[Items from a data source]
+++
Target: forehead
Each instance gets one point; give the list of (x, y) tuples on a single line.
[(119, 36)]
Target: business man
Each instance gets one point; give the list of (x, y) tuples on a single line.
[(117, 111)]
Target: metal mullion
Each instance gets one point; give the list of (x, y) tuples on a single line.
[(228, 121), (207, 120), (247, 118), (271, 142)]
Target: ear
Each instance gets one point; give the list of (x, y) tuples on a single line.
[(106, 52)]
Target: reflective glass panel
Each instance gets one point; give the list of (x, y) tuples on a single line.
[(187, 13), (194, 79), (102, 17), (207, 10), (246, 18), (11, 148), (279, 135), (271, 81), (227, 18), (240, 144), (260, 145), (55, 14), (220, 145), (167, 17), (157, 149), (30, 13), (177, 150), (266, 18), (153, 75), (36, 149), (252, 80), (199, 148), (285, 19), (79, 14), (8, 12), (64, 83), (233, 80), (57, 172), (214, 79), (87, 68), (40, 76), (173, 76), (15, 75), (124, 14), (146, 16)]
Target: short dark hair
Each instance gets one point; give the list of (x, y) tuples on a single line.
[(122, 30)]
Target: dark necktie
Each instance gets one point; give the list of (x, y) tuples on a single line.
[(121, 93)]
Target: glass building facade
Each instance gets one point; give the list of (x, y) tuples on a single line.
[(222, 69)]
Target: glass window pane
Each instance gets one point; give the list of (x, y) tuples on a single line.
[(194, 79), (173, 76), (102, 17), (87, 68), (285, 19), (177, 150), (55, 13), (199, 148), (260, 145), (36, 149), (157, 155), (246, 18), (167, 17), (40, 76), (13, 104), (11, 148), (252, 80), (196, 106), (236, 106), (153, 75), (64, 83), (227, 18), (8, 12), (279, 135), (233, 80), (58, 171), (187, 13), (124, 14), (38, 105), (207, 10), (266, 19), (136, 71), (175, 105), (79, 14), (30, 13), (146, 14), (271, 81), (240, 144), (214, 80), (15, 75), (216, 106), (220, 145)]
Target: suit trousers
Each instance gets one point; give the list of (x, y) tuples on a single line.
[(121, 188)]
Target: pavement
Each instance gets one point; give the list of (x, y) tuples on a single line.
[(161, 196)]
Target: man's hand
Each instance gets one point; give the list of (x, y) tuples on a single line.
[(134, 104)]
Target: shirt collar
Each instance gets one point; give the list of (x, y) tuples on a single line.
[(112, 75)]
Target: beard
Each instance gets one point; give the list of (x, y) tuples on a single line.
+++
DIRECTIONS FOR THIS TASK
A complete, exact transcription of the data above is the required answer.

ANSWER SECTION
Target: forehead
Each instance gets one point; give the list of (x, y) tuples on a single line.
[(119, 36)]
Target: business man
Each instance gets one point; give the list of (x, y) tuples on a single line.
[(117, 111)]
Target: metal mullion
Each instance gets one point; give the list of (x, y) tuples on a single line.
[(228, 121), (207, 120), (247, 118), (271, 142)]
Target: ear
Each instance gets one point; give the list of (x, y) tuples on a single line.
[(106, 52)]
Target: reflective glass panel
Each instance gets one point; give the list of (x, y) tuples on a single line.
[(187, 13), (194, 79), (102, 17), (207, 10), (246, 18), (11, 148), (279, 135), (271, 81), (227, 18), (240, 144), (260, 145), (55, 14), (220, 145), (167, 17), (157, 149), (30, 13), (177, 150), (266, 18), (153, 75), (36, 149), (252, 80), (199, 148), (285, 19), (79, 14), (8, 12), (64, 83), (233, 80), (57, 172), (214, 79), (87, 68), (40, 76), (173, 76), (15, 75), (124, 14), (146, 16)]
Target: short dark hair
Each instance gets one point; give the list of (x, y) tuples on a single line.
[(122, 30)]
Target: dark necktie
Each instance gets one point; give the list of (x, y) tuples on a single line.
[(121, 93)]
Target: glass building facade
Each instance gets one point; give the list of (x, y) tuples on a single line.
[(222, 69)]
Target: glass window pane
Each instance gets one point; give the list of (x, y) tuples on a single line.
[(194, 79), (173, 76), (102, 17), (87, 68), (285, 19), (177, 150), (55, 13), (199, 148), (260, 145), (36, 149), (157, 155), (246, 18), (167, 17), (40, 76), (13, 104), (11, 148), (252, 80), (196, 106), (236, 106), (153, 75), (64, 83), (227, 18), (8, 12), (279, 135), (233, 80), (58, 171), (187, 13), (124, 14), (38, 105), (207, 10), (266, 19), (136, 71), (175, 105), (79, 14), (30, 13), (146, 14), (271, 81), (240, 144), (214, 80), (15, 75), (216, 106), (220, 145)]
Target: suit trousers
Each instance gets one point; give the list of (x, y) tuples on a single line.
[(121, 188)]
Target: pavement
Each instance gets one point; give the list of (x, y) tuples on a single line.
[(161, 196)]
Target: man's hand
Each instance gets one point; give the list of (x, y) tuples on a single line.
[(134, 104)]
Target: shirt collar
Each instance gets one point; give the list of (x, y) tuples on a single line.
[(112, 75)]
Target: beard
Each instance gets one point; give the list of (x, y) tuples on a single line.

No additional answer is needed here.